READING PASSAGE ::
=======
# 1st Cure - Porkstrami



## q dawg (Mar 12, 2010)

Did my first cure. Brined/Cured for 7 days. Cut pork butt in two pieces. One I rubbed with DeeJay's Pastrami Rub, adding granulated garlic to the recipe....the other piece I saved to dry roast in pressure cooker......both turned out delicious.....smoked at 250* for 3 hours, started to rain, so wrapped in foil and finished in oven until internal temp. of 170*. ( 1 hour) Into the frig over night, then sliced. Great taste and finished faster than beef. You've got to try this at least once......! 1st pic of slice pork is the dry roasted and the 2nd the smoked......

Q Dawg







THIS IS THE PORKSTRAMI !


My thanks to TREEGJE for showing me how to post all these QViews at once....


----------



## scpatterson (Mar 12, 2010)

That does look good. Awsome job


----------



## rbranstner (Mar 12, 2010)

I'll take a few packages of that. haha. Looks good.


----------



## caveman (Mar 12, 2010)

How long did you cook that other piece in the pressure cooker? What other items did you add, if any?

Thanks.


----------



## culturedhick (Mar 12, 2010)

Great idea. Looks great!!  I wonder if you can mail a sammie????
=======
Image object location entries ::
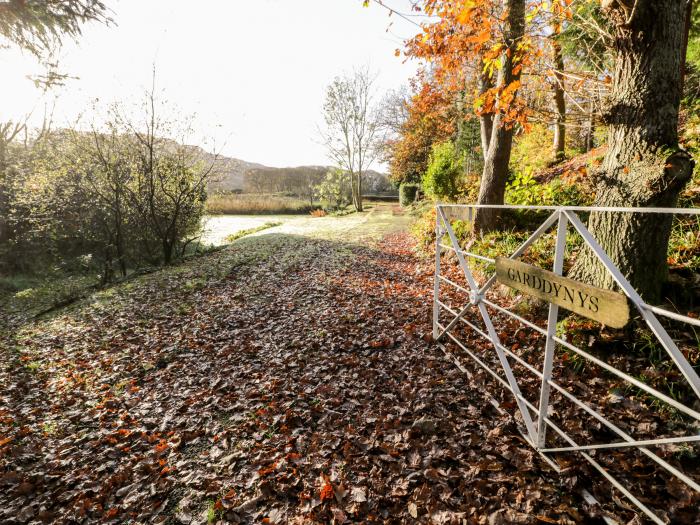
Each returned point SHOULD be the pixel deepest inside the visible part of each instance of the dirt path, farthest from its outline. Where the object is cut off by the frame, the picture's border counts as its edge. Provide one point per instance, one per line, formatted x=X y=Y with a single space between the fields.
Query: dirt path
x=285 y=378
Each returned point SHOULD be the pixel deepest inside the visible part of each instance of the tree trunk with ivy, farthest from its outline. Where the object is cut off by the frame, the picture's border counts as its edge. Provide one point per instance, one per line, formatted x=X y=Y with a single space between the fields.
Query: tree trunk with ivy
x=559 y=146
x=644 y=165
x=495 y=174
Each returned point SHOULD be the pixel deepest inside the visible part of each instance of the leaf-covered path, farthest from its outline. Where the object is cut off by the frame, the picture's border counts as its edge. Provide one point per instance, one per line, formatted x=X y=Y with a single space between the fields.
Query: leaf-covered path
x=283 y=380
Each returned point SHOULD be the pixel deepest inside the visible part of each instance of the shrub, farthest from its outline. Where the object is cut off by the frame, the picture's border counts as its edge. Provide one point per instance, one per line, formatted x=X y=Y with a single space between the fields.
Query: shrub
x=442 y=179
x=408 y=192
x=423 y=230
x=524 y=190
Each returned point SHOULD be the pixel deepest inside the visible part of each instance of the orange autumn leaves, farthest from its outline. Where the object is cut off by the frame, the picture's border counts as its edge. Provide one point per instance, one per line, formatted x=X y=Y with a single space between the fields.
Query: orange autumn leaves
x=465 y=41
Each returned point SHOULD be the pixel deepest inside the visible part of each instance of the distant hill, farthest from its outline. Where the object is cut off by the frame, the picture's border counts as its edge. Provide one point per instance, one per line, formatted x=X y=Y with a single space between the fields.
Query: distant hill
x=231 y=173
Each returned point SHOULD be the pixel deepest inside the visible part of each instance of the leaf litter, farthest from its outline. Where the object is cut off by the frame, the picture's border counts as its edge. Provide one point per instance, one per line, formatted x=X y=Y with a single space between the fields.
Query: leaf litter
x=282 y=380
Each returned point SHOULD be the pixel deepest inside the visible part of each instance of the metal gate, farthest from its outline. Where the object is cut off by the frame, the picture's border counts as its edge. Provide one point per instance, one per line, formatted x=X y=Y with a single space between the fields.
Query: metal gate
x=480 y=301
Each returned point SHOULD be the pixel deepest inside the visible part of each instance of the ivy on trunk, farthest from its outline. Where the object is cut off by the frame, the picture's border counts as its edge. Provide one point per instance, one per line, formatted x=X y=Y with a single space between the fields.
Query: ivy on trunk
x=644 y=165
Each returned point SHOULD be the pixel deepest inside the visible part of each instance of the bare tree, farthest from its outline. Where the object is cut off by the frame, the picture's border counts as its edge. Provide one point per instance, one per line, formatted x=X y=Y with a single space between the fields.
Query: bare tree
x=352 y=126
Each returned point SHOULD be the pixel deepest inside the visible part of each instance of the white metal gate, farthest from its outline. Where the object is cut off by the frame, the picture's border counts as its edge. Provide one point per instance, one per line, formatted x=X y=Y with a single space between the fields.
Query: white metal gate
x=478 y=299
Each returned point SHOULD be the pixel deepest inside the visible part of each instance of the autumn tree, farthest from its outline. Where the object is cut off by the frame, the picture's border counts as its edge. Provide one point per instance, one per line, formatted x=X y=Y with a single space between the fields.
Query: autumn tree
x=430 y=118
x=644 y=165
x=352 y=127
x=497 y=156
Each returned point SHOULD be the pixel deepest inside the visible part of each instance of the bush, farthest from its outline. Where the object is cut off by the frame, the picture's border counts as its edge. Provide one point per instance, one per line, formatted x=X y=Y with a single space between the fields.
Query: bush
x=524 y=190
x=442 y=179
x=407 y=193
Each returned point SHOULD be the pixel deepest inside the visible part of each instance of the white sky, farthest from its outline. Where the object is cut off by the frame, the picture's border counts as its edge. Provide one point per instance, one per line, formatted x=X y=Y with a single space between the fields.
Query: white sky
x=253 y=71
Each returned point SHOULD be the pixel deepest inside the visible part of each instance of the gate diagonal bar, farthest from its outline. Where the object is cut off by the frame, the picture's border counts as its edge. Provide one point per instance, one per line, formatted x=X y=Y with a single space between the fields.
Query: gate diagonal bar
x=536 y=419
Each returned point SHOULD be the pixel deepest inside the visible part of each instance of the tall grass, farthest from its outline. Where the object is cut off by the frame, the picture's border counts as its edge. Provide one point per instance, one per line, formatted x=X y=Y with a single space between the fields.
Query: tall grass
x=256 y=204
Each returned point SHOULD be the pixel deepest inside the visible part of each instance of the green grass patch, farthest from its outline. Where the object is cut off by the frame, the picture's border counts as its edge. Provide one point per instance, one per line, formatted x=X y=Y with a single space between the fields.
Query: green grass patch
x=243 y=233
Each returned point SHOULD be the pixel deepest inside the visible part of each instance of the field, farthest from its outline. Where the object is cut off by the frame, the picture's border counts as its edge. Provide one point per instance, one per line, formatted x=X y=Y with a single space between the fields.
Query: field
x=256 y=204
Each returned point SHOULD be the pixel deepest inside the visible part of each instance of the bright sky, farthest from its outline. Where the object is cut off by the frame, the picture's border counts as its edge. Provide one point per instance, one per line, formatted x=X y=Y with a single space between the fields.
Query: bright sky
x=253 y=71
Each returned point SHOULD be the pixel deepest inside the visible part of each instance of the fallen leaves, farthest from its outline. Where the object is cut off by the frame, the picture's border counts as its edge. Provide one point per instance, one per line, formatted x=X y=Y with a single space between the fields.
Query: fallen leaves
x=295 y=389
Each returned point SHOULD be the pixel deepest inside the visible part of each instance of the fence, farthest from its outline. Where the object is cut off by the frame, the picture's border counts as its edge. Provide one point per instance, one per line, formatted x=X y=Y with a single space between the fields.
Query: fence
x=480 y=301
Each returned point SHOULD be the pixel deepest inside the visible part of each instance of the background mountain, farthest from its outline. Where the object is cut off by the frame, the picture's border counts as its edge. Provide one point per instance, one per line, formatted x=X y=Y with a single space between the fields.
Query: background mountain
x=238 y=175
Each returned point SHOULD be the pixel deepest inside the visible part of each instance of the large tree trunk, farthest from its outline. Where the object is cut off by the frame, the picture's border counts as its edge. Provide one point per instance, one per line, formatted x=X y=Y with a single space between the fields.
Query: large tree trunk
x=643 y=165
x=495 y=174
x=485 y=120
x=559 y=146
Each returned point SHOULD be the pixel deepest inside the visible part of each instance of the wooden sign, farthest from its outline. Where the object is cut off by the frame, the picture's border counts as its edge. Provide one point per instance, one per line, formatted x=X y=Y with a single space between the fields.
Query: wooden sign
x=458 y=213
x=605 y=306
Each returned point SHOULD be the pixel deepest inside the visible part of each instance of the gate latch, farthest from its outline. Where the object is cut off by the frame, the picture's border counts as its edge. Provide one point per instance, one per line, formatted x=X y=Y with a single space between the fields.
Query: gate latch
x=474 y=297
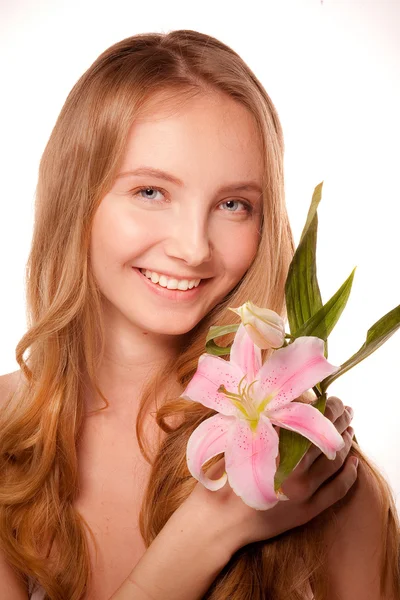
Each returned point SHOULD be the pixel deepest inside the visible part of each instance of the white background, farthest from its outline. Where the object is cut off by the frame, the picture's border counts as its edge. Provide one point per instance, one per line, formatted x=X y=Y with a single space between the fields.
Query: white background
x=332 y=70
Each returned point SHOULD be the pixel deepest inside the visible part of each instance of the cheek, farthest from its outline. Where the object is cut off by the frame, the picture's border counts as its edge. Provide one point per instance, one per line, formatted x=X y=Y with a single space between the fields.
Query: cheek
x=116 y=238
x=238 y=252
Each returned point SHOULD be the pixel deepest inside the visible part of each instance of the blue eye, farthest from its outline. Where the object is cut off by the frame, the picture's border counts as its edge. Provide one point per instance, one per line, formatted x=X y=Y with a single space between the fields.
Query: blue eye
x=248 y=208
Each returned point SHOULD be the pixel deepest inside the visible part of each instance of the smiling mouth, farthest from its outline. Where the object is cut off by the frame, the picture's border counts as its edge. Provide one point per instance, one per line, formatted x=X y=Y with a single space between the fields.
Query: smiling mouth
x=176 y=293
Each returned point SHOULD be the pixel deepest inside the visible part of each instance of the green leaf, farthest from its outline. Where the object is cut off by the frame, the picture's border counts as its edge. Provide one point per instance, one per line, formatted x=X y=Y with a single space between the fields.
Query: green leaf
x=322 y=323
x=377 y=335
x=292 y=447
x=217 y=331
x=303 y=297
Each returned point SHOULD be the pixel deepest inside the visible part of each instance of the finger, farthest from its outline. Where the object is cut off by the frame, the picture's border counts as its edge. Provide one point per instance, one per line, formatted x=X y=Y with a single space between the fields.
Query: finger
=======
EXERCISE TASK :: Continue the porkstrami forum thread from its last post, keeping the same casual tone and adding a few more replies.

OUTPUT OF THE TASK ::
----------



## bassman (Mar 12, 2010)

That looks excellent!  I would try some of that in a hurry!


----------



## q dawg (Mar 12, 2010)

The pressure cooker for dry roasting requires 15 min.s per pound for pork and is cooked with the pressure regulator barely moving or making any noise....this is a method recommended by the manufacturer and not my own idea or method.....I have a stainless steel cooker, don't know if that makes any diff. or not.....

The only extras I added was I increased the amount of Prague #1 to 4 oz per gallon of water....the original recipe for the brine/cure was much less....4 oz. per gallon seems to be a standard amount recommended for wet cures....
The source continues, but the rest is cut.